The blues is a mighty long road. Or it could be a river, one that twists and turns and flows into a sea of limitless musical potential.
-Billy Gibbons
I’m reporting this today from Memphis. I pulled in yesterday and earned it. North of Memphis, with the banks of Arkansas on my right and Tennessee on my left narrowing to a half mile width, the river races through Old Brandywine Chute. A steady southwind blowing in my face made each stroke count.
I covered 214 miles since last week, from St. Genevieve, Missouri, to Soulsville, Memphis, Tennessee:
From St. Genevieve, it took me two days to get to Cape Girardeau, Missouri, a historic town.
In November 1803, Lewis and Clark arrived in Cape Girardeau, a trading post established in 1795 by Louis Lorimier, the Spanish-appointed Commandant of Cape Girardeau District. They later journeyed up the Mississippi River that I just came down on their way to the Missouri River, just north of St. Louis.
Until the Civil War, Cape Girardeau thrived as the river fort for the district. It shipped out furs, pork and beef products, cotton, grain, and lumber. It brought in furniture, dry goods, hardware, tools, and entertainment by the riverboats. During the Civil War, the town became a fortified and occupied community. Newly appointed Brigadier General Ulysses S. Grant landed here before going downriver to battle in Vicksburg, Mississippi.
Today, Cape Girardeau is located in front of a large levee wall that protects it from the high waters of the Mississippi River. Here’s a picture of water levels from previous flood years. You can see in the background the level of the river when I passed through:
Cape Girardeau is also a town of many murals. Facing the river is this iconic mural:
From the Downtown side of the levee, there is a long mural depicting the Missouri Wall of Fame. It includes a mural of Oscar-winning actor and film director John Huston, born in Nevada, Missouri.
He directed the classic films The Maltese Falcon, The African Queen, and The Treasure of the Sierra Madre. He also wrote the screenplays for most of his 37 films. Perhaps my favorite was one of his later films Fat City in 1972:
I wrote about the Burt Bacharach song The Look of Love, which appears in two films that Huston directed, Fat City and his earlier Casino Royale:
The next day I made it to Cairo, Illinois, at the confluence of the Mississippi River and the Ohio River, one of the largest confluences in the world. Here’s a good picture showing the line where these two mighty rivers meet, similar to the one I noticed at the Missouri River and Mississippi River:
I pulled up to the landing and walked around Fort Defiance, where Lewis and Clark also camped in November 1803.
As I look back now, the Mississippi River is three rivers. Although it is all one river, the three parts are each distinctive from the others.
Rising from 1475 feet at the source in Lake Itasca in Minnesota, the river flows shallowly in a rambling fashion for more than 700 miles in a broad old valley to Minneapolis and St. Paul. The hills are low and stand well back.
The second part of the river from St. Paul to Cairo, Illinois, is a canyon river, flowing between chiseled cliffs 200 to 300 feet high, as we saw last week at Grafton, or rounded hills with a valley about four miles wide.
After Cairo, I entered the third part, where the rocky cliffs end. Now the river becomes a tremendously broad, powerful, and ponderous stream slinking its way eventually to the gulf.

Exercise details> Copy word for word the passage of the Mississippi travel text that opens with the words containing "Rising from 1475" and closes with "four miles wide.".

Listed entries>
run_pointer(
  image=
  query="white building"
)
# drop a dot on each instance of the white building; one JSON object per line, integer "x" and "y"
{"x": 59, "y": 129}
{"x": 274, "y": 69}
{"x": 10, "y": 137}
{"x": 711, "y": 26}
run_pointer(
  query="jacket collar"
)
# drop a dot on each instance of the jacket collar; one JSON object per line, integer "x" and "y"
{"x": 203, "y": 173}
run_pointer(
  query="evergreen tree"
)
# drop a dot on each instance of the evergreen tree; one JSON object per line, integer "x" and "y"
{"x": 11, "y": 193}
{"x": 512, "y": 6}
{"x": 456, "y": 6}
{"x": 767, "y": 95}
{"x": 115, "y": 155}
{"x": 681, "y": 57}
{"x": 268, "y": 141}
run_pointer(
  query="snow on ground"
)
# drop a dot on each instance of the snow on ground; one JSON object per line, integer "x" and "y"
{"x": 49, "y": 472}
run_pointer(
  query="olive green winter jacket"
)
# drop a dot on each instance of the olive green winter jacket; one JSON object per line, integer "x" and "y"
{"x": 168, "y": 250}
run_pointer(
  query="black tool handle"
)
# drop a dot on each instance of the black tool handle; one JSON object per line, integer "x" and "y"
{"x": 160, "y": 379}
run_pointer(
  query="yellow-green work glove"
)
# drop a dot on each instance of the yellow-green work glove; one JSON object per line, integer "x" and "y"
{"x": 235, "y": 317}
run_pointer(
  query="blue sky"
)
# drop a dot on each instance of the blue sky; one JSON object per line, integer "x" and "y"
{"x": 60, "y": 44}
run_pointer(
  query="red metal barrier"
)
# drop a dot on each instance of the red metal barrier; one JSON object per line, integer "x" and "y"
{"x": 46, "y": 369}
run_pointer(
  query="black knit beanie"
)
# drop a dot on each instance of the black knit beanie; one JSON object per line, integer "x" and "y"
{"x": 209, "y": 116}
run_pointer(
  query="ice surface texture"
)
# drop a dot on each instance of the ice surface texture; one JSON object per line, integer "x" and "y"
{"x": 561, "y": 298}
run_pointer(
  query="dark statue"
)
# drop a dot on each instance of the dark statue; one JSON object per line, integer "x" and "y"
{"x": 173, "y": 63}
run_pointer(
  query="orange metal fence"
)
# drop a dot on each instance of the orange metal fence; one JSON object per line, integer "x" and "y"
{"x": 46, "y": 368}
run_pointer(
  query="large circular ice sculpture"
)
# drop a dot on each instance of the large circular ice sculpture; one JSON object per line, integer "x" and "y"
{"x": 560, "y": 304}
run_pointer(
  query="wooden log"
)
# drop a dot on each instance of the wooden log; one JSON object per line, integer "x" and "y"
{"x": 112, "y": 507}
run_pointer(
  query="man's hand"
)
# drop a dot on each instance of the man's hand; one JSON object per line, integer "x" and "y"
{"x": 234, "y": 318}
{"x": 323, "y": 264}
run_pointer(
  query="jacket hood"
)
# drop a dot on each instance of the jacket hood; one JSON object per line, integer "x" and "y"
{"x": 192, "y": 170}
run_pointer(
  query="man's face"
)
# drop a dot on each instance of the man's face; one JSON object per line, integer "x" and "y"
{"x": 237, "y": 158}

Solution for this task>
Rising from 1475 feet at the source in Lake Itasca in Minnesota, the river flows shallowly in a rambling fashion for more than 700 miles in a broad old valley to Minneapolis and St. Paul. The hills are low and stand well back.
The second part of the river from St. Paul to Cairo, Illinois, is a canyon river, flowing between chiseled cliffs 200 to 300 feet high, as we saw last week at Grafton, or rounded hills with a valley about four miles wide.